[[ Selected excerpt open ]]

“I had no reason to be over-optimistic. But somehow, when you smile, I can brave bad weather.”
This being Takoma Park, I’m not sure I need to cite the source, but that’s from The Who’s Tommy. I had it on cassette and wore it out driving around in high school. I knew every note, every drum beat, every French horn rip. I recently discovered I had been wildly misinterpreting the opening line “Got a feeling twenty-one is going to be a good year, especially if you and me see it in together.”
I always took it to be a birthday, someone turning twenty-one. Turns out that two decades later, I learned the song is called 1921, they’re ringing in the year, not the age. I suppose that’s what happens when you never check the liner notes (ask your parents Gen Zers).
I’ve been thinking about those two particular lines as we barrel towards two thousand twenty one(!). As we put 2020 in the rear view mirror, the temptation is certainly to look forward to life getting back to normal. But the one and only gift this year has given us is a good hard look at our society and our world. Worsening effects from climate change, inequality and racism, lack of a safety net for so many, corporations overwhelming small businesses.
I hope that instead of rushing back to our pre-2020 lives, we can all take the weeks and months after the immediate threat of Covid-19 is greatly reduced to step back. What should working and commuting look like? What is the role of policing? How should we shop? Where should we eat? Can we dim the influence of those with traditional power and raise the voices of the overlooked?

[[ Selected excerpt closed ]]
[[ Supplied entries open ]]

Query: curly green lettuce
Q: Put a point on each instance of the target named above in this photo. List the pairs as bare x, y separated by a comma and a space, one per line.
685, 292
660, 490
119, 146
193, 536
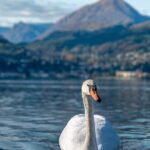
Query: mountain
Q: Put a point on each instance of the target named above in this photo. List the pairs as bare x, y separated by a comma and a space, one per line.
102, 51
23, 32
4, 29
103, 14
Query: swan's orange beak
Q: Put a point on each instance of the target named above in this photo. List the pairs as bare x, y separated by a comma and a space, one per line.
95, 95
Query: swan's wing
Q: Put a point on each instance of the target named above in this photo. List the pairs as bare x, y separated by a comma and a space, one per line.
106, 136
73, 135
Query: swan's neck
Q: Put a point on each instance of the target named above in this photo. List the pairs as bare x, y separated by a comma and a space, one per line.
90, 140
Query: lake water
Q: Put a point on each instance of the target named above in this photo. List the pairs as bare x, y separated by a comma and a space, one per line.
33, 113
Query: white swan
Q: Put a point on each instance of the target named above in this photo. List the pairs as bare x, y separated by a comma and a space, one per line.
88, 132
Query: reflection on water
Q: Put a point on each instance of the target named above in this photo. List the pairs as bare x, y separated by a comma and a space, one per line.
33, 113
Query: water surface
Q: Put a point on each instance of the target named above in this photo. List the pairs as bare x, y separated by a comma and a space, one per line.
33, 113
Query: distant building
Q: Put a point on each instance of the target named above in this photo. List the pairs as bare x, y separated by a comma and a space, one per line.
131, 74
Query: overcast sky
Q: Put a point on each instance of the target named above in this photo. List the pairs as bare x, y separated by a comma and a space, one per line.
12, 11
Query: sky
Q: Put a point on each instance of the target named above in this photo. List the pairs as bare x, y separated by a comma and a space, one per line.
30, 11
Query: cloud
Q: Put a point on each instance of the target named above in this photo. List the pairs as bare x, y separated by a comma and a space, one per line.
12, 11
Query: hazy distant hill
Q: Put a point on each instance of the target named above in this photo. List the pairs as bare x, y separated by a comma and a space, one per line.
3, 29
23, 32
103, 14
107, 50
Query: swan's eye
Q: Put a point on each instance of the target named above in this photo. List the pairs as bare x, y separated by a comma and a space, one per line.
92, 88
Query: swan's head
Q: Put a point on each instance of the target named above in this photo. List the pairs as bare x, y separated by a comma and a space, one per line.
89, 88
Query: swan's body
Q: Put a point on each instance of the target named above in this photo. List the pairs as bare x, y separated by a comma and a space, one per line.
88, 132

[[ Supplied entries closed ]]

▶ _Problem to solve_
In the essay above on The Who's Tommy and the new year, how does the writer explain having misread the line "Got a feeling twenty-one is going to be a good year"? Answer in one to three sentences.

▶ _Written response_
The writer took "twenty-one" to mean someone turning twenty-one, a birthday. In fact, the song is called 1921 and is about ringing in the year. The writer puts the mistake down to never having checked the liner notes.